Prompt: Extract the complete listing and output it unchanged.

Information provided:

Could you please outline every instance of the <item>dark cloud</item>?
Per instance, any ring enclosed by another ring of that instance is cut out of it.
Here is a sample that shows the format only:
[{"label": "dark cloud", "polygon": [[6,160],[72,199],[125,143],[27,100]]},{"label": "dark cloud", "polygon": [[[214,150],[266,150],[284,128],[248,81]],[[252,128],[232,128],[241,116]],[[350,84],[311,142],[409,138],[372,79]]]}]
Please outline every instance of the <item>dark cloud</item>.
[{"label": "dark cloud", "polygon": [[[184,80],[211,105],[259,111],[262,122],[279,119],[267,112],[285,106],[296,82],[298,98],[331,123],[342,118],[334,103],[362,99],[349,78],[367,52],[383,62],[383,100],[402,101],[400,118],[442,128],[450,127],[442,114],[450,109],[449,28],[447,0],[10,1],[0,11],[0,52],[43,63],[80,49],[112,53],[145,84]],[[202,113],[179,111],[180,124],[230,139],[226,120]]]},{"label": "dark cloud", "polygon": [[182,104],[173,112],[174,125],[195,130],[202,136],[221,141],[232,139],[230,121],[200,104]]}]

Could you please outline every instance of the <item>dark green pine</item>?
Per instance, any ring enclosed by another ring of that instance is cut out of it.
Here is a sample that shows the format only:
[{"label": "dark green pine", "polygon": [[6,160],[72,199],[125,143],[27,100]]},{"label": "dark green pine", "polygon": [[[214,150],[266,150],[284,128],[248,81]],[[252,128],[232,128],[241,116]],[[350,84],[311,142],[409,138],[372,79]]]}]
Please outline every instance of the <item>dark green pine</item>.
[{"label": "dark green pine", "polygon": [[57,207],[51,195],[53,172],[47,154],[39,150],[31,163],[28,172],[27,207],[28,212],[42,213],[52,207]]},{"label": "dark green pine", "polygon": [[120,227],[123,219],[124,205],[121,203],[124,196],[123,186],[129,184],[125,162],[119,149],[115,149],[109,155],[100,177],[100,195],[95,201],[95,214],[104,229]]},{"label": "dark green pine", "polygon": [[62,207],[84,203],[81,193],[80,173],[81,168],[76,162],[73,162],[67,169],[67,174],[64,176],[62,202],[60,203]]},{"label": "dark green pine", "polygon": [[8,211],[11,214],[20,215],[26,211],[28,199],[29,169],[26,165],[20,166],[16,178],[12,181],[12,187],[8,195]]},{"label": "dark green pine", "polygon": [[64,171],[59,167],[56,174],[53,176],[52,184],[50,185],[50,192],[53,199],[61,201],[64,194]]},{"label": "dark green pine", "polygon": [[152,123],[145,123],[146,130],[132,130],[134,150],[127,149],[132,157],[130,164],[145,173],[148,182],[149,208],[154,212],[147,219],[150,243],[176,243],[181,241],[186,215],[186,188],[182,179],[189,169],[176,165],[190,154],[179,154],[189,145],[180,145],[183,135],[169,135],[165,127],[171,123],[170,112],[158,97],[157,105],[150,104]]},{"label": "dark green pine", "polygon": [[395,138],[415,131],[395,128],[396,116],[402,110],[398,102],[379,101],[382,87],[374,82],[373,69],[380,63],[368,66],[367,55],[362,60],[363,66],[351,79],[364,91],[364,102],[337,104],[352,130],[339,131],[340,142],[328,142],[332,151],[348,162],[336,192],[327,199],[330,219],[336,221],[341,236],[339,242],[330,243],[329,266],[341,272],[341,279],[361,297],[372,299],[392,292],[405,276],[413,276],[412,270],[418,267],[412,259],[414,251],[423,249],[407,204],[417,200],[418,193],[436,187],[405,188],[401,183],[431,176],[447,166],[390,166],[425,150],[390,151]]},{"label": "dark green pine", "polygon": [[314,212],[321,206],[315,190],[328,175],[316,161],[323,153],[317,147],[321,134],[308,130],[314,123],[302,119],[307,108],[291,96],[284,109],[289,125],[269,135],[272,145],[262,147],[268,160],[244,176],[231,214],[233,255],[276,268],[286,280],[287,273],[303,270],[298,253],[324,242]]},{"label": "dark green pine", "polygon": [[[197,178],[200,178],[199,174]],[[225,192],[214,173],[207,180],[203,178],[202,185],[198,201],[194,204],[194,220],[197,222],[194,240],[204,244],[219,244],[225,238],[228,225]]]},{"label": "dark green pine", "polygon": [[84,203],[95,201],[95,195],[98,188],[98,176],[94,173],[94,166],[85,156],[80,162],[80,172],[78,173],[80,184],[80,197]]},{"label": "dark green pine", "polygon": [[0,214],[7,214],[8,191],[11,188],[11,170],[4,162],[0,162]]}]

Task answer:
Could you please outline every instance of the <item>dark cloud</item>?
Per instance, any ring enclosed by another ring of that instance is cut out of it.
Here is a sample that shows the format only:
[{"label": "dark cloud", "polygon": [[6,160],[72,199],[125,143],[27,100]]},{"label": "dark cloud", "polygon": [[[214,150],[266,150],[284,128],[248,81]],[[252,128],[232,128],[241,116]],[[350,84],[311,142],[409,138],[372,79]]]}]
Please outline every instance of the <item>dark cloud</item>.
[{"label": "dark cloud", "polygon": [[[184,80],[211,105],[259,111],[262,122],[279,119],[267,112],[285,106],[296,82],[298,98],[331,123],[342,118],[334,103],[362,99],[349,78],[367,52],[383,62],[383,100],[402,101],[400,118],[442,128],[450,127],[442,114],[450,109],[449,28],[447,0],[10,1],[0,11],[0,52],[43,63],[80,49],[112,53],[145,84]],[[202,113],[179,111],[180,124],[230,139],[226,120]]]},{"label": "dark cloud", "polygon": [[182,104],[173,112],[174,125],[195,130],[202,136],[221,141],[232,139],[230,121],[200,104]]}]

Could you please outline every instance of the <item>dark green pine</item>?
Per instance, any ring enclosed by another ring of that instance is cut out of it.
Here is a sample that shows the format only:
[{"label": "dark green pine", "polygon": [[6,160],[72,199],[125,143],[27,100]]},{"label": "dark green pine", "polygon": [[[214,150],[266,150],[284,128],[248,81]],[[252,128],[232,128],[241,116]],[[350,84],[311,142],[409,138],[372,79]]]}]
Please outline every instance of the <item>dark green pine</item>.
[{"label": "dark green pine", "polygon": [[57,207],[51,195],[53,172],[47,154],[39,150],[31,163],[28,172],[27,207],[28,212],[42,213],[52,207]]},{"label": "dark green pine", "polygon": [[120,227],[123,219],[124,205],[121,203],[124,196],[123,186],[129,184],[125,162],[119,149],[115,149],[109,155],[100,177],[100,195],[95,201],[95,214],[104,229]]},{"label": "dark green pine", "polygon": [[62,207],[84,203],[81,193],[80,173],[81,168],[76,162],[73,162],[67,169],[67,174],[64,176],[62,202],[60,203]]},{"label": "dark green pine", "polygon": [[8,211],[11,214],[20,215],[26,211],[28,199],[29,169],[26,165],[20,166],[16,178],[12,181],[12,187],[8,195]]},{"label": "dark green pine", "polygon": [[64,171],[59,167],[56,174],[53,176],[52,184],[50,185],[50,192],[53,199],[61,201],[64,194]]},{"label": "dark green pine", "polygon": [[152,123],[145,123],[146,130],[132,130],[134,150],[127,149],[132,157],[130,164],[145,173],[148,182],[149,208],[154,212],[147,219],[150,243],[176,243],[181,241],[186,215],[186,188],[182,179],[189,169],[176,165],[190,154],[179,154],[189,145],[180,145],[183,135],[169,135],[165,127],[171,123],[170,112],[158,97],[157,105],[150,104]]},{"label": "dark green pine", "polygon": [[395,138],[415,131],[395,128],[396,116],[402,110],[398,102],[379,101],[382,87],[374,82],[373,69],[380,63],[368,66],[367,55],[362,60],[363,66],[351,79],[364,91],[364,102],[337,104],[352,130],[339,131],[340,142],[328,142],[332,151],[348,162],[336,192],[327,199],[330,219],[336,221],[341,236],[339,242],[330,243],[329,266],[341,272],[341,279],[361,297],[372,299],[392,292],[405,276],[413,276],[412,270],[418,267],[412,259],[414,251],[423,249],[407,204],[417,200],[418,193],[436,187],[405,188],[401,183],[431,176],[447,166],[390,166],[425,150],[390,151]]},{"label": "dark green pine", "polygon": [[314,212],[321,206],[315,190],[328,175],[316,161],[323,153],[317,147],[321,134],[308,130],[314,123],[302,119],[307,108],[291,96],[284,109],[289,125],[269,135],[272,145],[262,147],[268,160],[244,176],[231,214],[233,255],[276,268],[286,280],[287,273],[303,270],[298,253],[324,242]]},{"label": "dark green pine", "polygon": [[[197,178],[200,178],[199,174]],[[225,192],[214,173],[207,180],[203,178],[202,185],[198,201],[194,204],[194,220],[197,222],[194,240],[204,244],[219,244],[225,238],[228,225]]]},{"label": "dark green pine", "polygon": [[84,203],[95,201],[95,195],[98,188],[98,176],[94,173],[94,166],[85,156],[80,162],[80,172],[78,173],[80,184],[80,197]]},{"label": "dark green pine", "polygon": [[0,214],[7,214],[8,191],[11,188],[11,170],[4,162],[0,162]]}]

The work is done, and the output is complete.